# WHAT YOU WILL DO:
Give the data a second time, exactly and in full.

# DATA EXTRACT:

━━━━━━

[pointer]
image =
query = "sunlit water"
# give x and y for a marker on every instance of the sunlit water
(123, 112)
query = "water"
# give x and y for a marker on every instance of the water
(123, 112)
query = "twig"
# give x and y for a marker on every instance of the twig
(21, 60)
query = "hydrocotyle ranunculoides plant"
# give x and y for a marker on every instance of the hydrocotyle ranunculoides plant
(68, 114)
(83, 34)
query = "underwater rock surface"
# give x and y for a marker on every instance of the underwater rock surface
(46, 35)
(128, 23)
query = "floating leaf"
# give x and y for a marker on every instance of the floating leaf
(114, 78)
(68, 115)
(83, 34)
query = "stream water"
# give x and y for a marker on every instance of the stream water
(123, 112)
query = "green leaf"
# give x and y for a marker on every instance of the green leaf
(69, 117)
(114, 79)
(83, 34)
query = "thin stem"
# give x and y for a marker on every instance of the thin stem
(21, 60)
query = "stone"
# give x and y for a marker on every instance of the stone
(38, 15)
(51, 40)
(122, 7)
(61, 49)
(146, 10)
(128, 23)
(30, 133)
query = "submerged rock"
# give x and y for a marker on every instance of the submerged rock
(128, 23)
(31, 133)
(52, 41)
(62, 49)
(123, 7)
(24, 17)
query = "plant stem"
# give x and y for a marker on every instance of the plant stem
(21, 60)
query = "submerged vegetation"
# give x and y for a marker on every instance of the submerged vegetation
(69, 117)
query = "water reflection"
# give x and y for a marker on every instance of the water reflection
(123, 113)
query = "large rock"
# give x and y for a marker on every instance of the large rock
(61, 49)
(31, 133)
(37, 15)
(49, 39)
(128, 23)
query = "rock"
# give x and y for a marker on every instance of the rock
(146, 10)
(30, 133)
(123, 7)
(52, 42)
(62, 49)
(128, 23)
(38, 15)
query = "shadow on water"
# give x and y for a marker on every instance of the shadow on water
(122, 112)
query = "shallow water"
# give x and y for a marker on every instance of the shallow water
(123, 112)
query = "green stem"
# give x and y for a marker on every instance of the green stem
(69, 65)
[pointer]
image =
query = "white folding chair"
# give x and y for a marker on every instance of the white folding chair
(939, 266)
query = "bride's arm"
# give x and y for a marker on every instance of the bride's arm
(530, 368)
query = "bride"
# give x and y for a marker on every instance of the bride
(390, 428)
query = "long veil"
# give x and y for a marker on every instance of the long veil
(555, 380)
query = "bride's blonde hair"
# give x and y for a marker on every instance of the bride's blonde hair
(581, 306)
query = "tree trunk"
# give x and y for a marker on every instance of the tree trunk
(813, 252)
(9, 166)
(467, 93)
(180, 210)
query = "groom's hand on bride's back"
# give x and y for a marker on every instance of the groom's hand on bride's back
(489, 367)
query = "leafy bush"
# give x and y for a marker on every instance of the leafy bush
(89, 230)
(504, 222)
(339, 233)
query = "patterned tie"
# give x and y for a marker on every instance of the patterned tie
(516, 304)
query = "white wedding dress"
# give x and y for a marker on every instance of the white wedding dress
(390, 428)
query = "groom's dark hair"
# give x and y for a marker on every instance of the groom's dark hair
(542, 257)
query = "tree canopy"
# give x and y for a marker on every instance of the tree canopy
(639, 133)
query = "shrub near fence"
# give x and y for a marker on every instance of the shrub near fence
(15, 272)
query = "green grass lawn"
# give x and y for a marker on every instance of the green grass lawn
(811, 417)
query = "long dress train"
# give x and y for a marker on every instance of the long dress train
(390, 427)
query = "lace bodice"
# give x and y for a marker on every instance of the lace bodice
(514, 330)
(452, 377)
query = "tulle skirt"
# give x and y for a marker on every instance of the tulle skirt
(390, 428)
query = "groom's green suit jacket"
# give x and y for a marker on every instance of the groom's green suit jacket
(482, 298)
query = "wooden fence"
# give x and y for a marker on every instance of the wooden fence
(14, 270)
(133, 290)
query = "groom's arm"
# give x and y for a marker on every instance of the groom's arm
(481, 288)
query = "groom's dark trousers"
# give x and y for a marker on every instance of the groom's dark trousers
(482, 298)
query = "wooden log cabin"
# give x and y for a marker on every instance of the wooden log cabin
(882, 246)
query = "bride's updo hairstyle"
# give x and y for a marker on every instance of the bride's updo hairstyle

━━━━━━

# RESULT OF THE TASK:
[pointer]
image =
query = "sunlit water"
# give x and y for a marker on every instance of the sunlit water
(123, 112)
query = "water"
# give x and y for a marker on every instance of the water
(123, 112)
query = "twig"
# give x and y for a marker on every instance of the twig
(21, 60)
query = "hydrocotyle ranunculoides plant"
# give x and y for a marker on every instance of the hydrocotyle ranunculoides plant
(68, 114)
(83, 34)
query = "underwater rock surface"
# give x and y for a marker on every instance of the underwater rock surface
(46, 35)
(128, 23)
query = "floating leaf"
# give x and y for a marker on every instance of the floating leaf
(114, 78)
(68, 115)
(83, 34)
query = "stream water"
# give x and y for a marker on every instance of the stream water
(123, 112)
query = "green leaf"
# give x and y for a marker on every instance of the green leaf
(69, 117)
(114, 79)
(83, 34)
query = "thin stem"
# give x and y for a marker on every instance of the thin stem
(21, 60)
query = "stone"
# give x and y for a marker on every instance of the stone
(38, 15)
(51, 40)
(122, 7)
(61, 49)
(146, 10)
(128, 23)
(30, 133)
query = "submerged rock"
# give x and y for a marker on every instance of the submerged rock
(128, 23)
(31, 133)
(52, 41)
(62, 49)
(123, 7)
(24, 17)
query = "plant stem"
# give x and y for a marker on every instance of the plant stem
(21, 60)
query = "submerged vegetation"
# give x and y for a marker on every instance of the submerged vegetation
(69, 117)
query = "water reflection"
# give x and y for a marker on every instance of the water reflection
(123, 113)
query = "large rock"
# give x and y for a marker on every instance of the large rock
(61, 49)
(31, 133)
(37, 15)
(49, 39)
(128, 23)
query = "rock"
# give x and y for a marker on every instance of the rock
(146, 10)
(30, 133)
(123, 7)
(52, 42)
(62, 49)
(128, 23)
(38, 15)
query = "shadow on water"
# give x and y for a marker on every instance of the shadow on water
(122, 112)
query = "shallow water"
# give x and y for a marker on every instance of the shallow water
(123, 112)
query = "green stem"
# give x and y for a marker on every instance of the green stem
(69, 65)
[pointer]
image =
query = "white folding chair"
# give x and y for a marker on every instance of the white folding chair
(939, 266)
query = "bride's arm"
# give x and y for a marker on every instance of the bride's arm
(530, 368)
query = "bride"
# give x and y for a marker on every instance of the bride
(390, 428)
query = "long veil"
# give x and y for a marker on every instance of the long veil
(555, 380)
query = "bride's blonde hair"
# give x and y for a marker on every instance of the bride's blonde hair
(581, 306)
query = "tree trunk"
# give x and y for a marker on every instance of the tree trunk
(813, 252)
(9, 166)
(467, 93)
(180, 210)
query = "groom's hand on bride's back"
# give x and y for a marker on every instance of the groom's hand on bride's back
(489, 367)
query = "leafy bush"
# give x and y for a marker on every instance of the leafy bush
(89, 230)
(504, 222)
(339, 233)
query = "patterned tie"
# give x and y for a marker on every instance of the patterned tie
(516, 304)
query = "white wedding dress"
# give x and y for a marker on every instance of the white wedding dress
(390, 428)
query = "groom's dark hair"
# give x and y for a marker on every instance of the groom's dark hair
(542, 257)
query = "tree canopy"
# give x and y for a marker on every instance of the tree canopy
(639, 133)
query = "shrub near fence"
# give x and y for a marker on every instance of the shrub near fence
(15, 272)
query = "green grass lawn"
# give x and y for a marker on every instance of the green grass lawn
(811, 417)
query = "long dress train"
# give x and y for a marker on every instance of the long dress train
(390, 427)
query = "lace bodice"
# give x and y for a marker on every instance of the lace bodice
(514, 330)
(452, 377)
query = "tulle skirt"
# give x and y for a marker on every instance of the tulle skirt
(390, 428)
query = "groom's green suit jacket"
# give x and y for a marker on every instance of the groom's green suit jacket
(482, 298)
query = "wooden fence"
# give x and y for a marker on every instance of the wooden fence
(14, 270)
(133, 290)
query = "groom's arm"
# give x and y for a marker on every instance of the groom's arm
(481, 288)
query = "groom's dark trousers"
# give x and y for a marker on every instance of the groom's dark trousers
(482, 298)
query = "wooden log cabin"
# give x and y for a marker on every instance of the wooden log cabin
(882, 246)
query = "bride's updo hairstyle"
# give x and y for a marker on every instance of the bride's updo hairstyle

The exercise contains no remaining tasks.